_SELECTION_
········

# Suehiro Rika Use Questions



## eighteesix (Jan 20, 2014)

started with the Suehiro Rika 5k on the Hiro AS out of the box. the stone looks like this after just a couple minutes. am i doing something wrong? most of it wouldnt wash off. never seen that before.


----------



## Talim (Jan 20, 2014)

That's normal.


----------



## El Pescador (Jan 20, 2014)

Looks like you didn't...
A) Soak it long enough
B) flatten it.


----------



## eighteesix (Jan 20, 2014)

El Pescador said:


> Looks like you didn't...
> A) Soak it long enough
> B) flatten it.


soaked it for 20 or 30m

did not flatten it out of the box


----------



## El Pescador (Jan 20, 2014)

Try flattening it...


----------



## Dave Martell (Jan 20, 2014)

Also round the edges.


BTW, where's the stone's base, did you remove it?


----------



## eighteesix (Jan 20, 2014)

Dave Martell said:


> Also round the edges.
> 
> 
> BTW, where's the stone's base, did you remove it?


this particular one didn't come with a base.


----------



## labor of love (Jan 20, 2014)

thats weird. maybe use a nagura next time if you have one. but i dont think rikas usually need one.


Sent from my iPad using Tapatalk


----------



## eighteesix (Jan 20, 2014)

Dave Martell said:


> Also round the edges.


round the edges of the stone? like the sides and corners? use my diamond plate?



labor of love said:


> thats weird. maybe use a nagura next time if you have one. but i dont think rikas usually need one.


don't have one. only have a 
beston 500 King 1200 and the rika 5k


----------



## greasedbullet (Jan 20, 2014)

Yes


----------



## eighteesix (Jan 20, 2014)

greasedbullet said:


> Yes


any particular reason why?


----------



## jer (Jan 21, 2014)

From your photo, it looks like the right side corner along the length of the stone is high. rounding it will prevent your sharpening efforts from being focused on that part of the stone and allow it to be istributed over a larger area.


----------



## JDA_NC (Jan 21, 2014)

Nothing out of the ordinary with that picture

The Rika, more than any of my other stones, tends to get clogged/loaded. Yours looks normal for a few minutes of use, I wouldn't worry about it. But after heavier use you may notice that it starts to feel scratchy. I'm OCD about mine and flatten/clean between every knife with a diamond plate. I don't even like to flatten my other stones, just wear 'em out with normal use, but the Rika feels much better when it's clean. My two cents. I also find the longer it is in water, the better.


----------



## ChuckTheButcher (Jan 21, 2014)

Agreed the rika feels buttery smooth when clean but I find I have to flatten it beyween every use. Not so much to flatten but to take clogged swarf out of it. I've started perma-soaking mine and have noticed improvement.


----------



## EdipisReks (Jan 21, 2014)

eighteesix said:


> started with the Suehiro Rika 5k on the Hiro AS out of the box. the stone looks like this after just a couple minutes. am i doing something wrong? most of it wouldnt wash off. never seen that before.

········

_YOUR TASKS_
1: In the thread, which sharpening stones does eighteesix say they own? List every one.
2: Decide whether each statement agrees with the thread. Answer yes or no, and quote the words that settle it.
(a) eighteesix soaked the Rika for 20 or 30 minutes.
(b) eighteesix's Rika came with a base.
(c) JDA_NC cleans the Rika only once in a while.
3: In the thread, what has ChuckTheButcher started doing with the Rika and found to improve it?
The entries that come after this have nothing to do with the thread.

········

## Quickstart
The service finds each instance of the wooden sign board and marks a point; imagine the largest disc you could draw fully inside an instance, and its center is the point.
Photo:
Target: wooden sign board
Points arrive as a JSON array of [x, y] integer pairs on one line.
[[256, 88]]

········

_TASK-BY-TASK OUTPUTS_
1: Beston 500, King 1200, and the Rika 5k.

2:
(a) Yes: "soaked it for 20 or 30m"
(b) No: "this particular one didn't come with a base."
(c) No: "flatten/clean between every knife with a diamond plate"

3: Perma-soaking it.